Document:
"""

Auriemma has confirmed to the Hartford Courant that his relationship with Summitt has improved. "Once basketball is not involved, sure, I would agree with that," Auriemma said. "Sure. Absolutely."
Summitt is the all-time leader in women’s basketball with 1,098 career victories and eight national championships. She is also second all-time among NCAA Division I coaches in winning percentage .841 (1,098-208).
In 38 years, Summitt has led the Lady Vols to the NCAA Tournament. She won 16 SEC regular season tournaments and 16 SEC Tournament titles. Summitt has been named the national coach of the year seven times.
Summitt was also named the Naismith Coach of the 20th Century and received the 2012 Presidential Medal of Freedom.
With Connecticut’s victory over Pittsburgh on Feb. 26, Auriemma is now 830-131 in 28 years with the Huskies. He is number one all-time in women’s college basketball in winning percentage, sixth in wins and is only the second coach ever to record 400 victories against conference foes (Tara VanDerveer is the other).
Auriemma is second all-time with seven NCAA national championships though number eight could come soon (this year or next). He has led the Huskies to 13 Final Fours and to the NCAA Tournament the past 24 years. He has also won 19 Big East regular season titles and 18 conference tournament crowns.
Auriemma has been named the National Coach-of-the-Year seven times and has been named the BIG EAST Coach-of-the-Year 10 times.

"""

Collected material:

"""

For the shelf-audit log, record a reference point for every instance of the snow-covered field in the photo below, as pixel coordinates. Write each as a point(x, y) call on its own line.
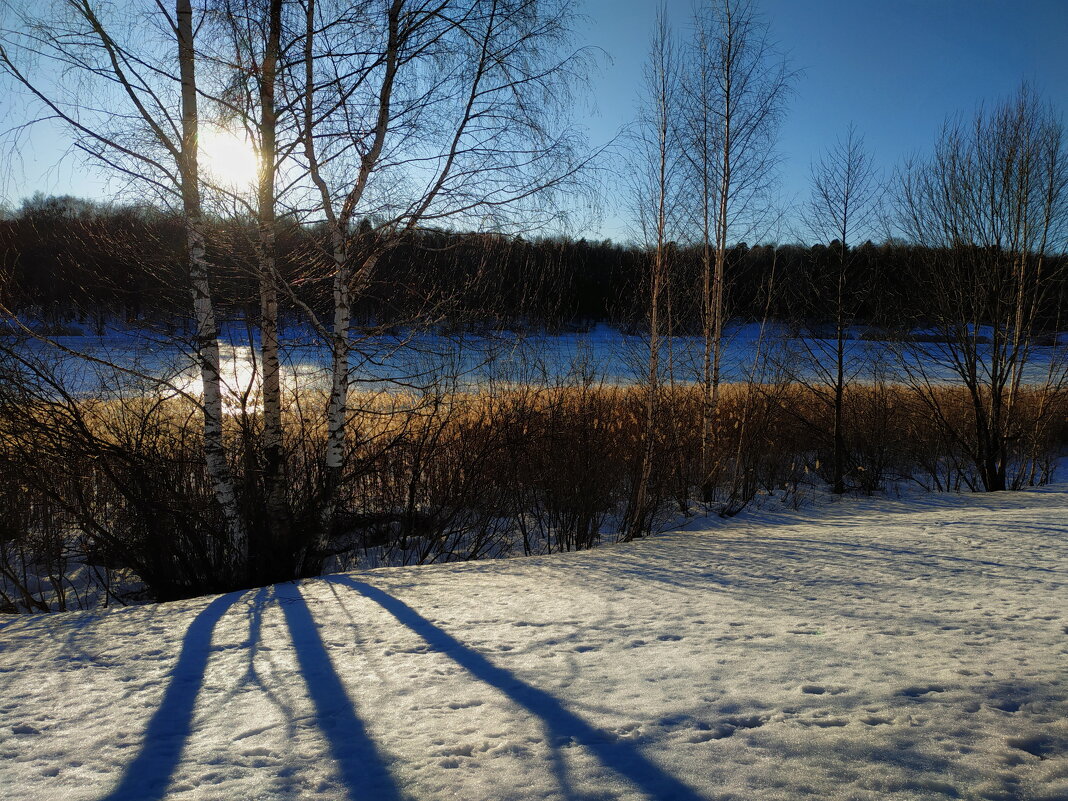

"""

Required tasks:
[1] List every person named by name in the coaching-records text.
[2] According to the coaching-records text, what is Auriemma's record with the Huskies after Connecticut's victory over Pittsburgh on Feb. 26?
The listing is separate material and has no connection to the coaching-records text.

Expected outputs:
[1] Auriemma, Summitt, Tara VanDerveer

[2] 830-131 in 28 years.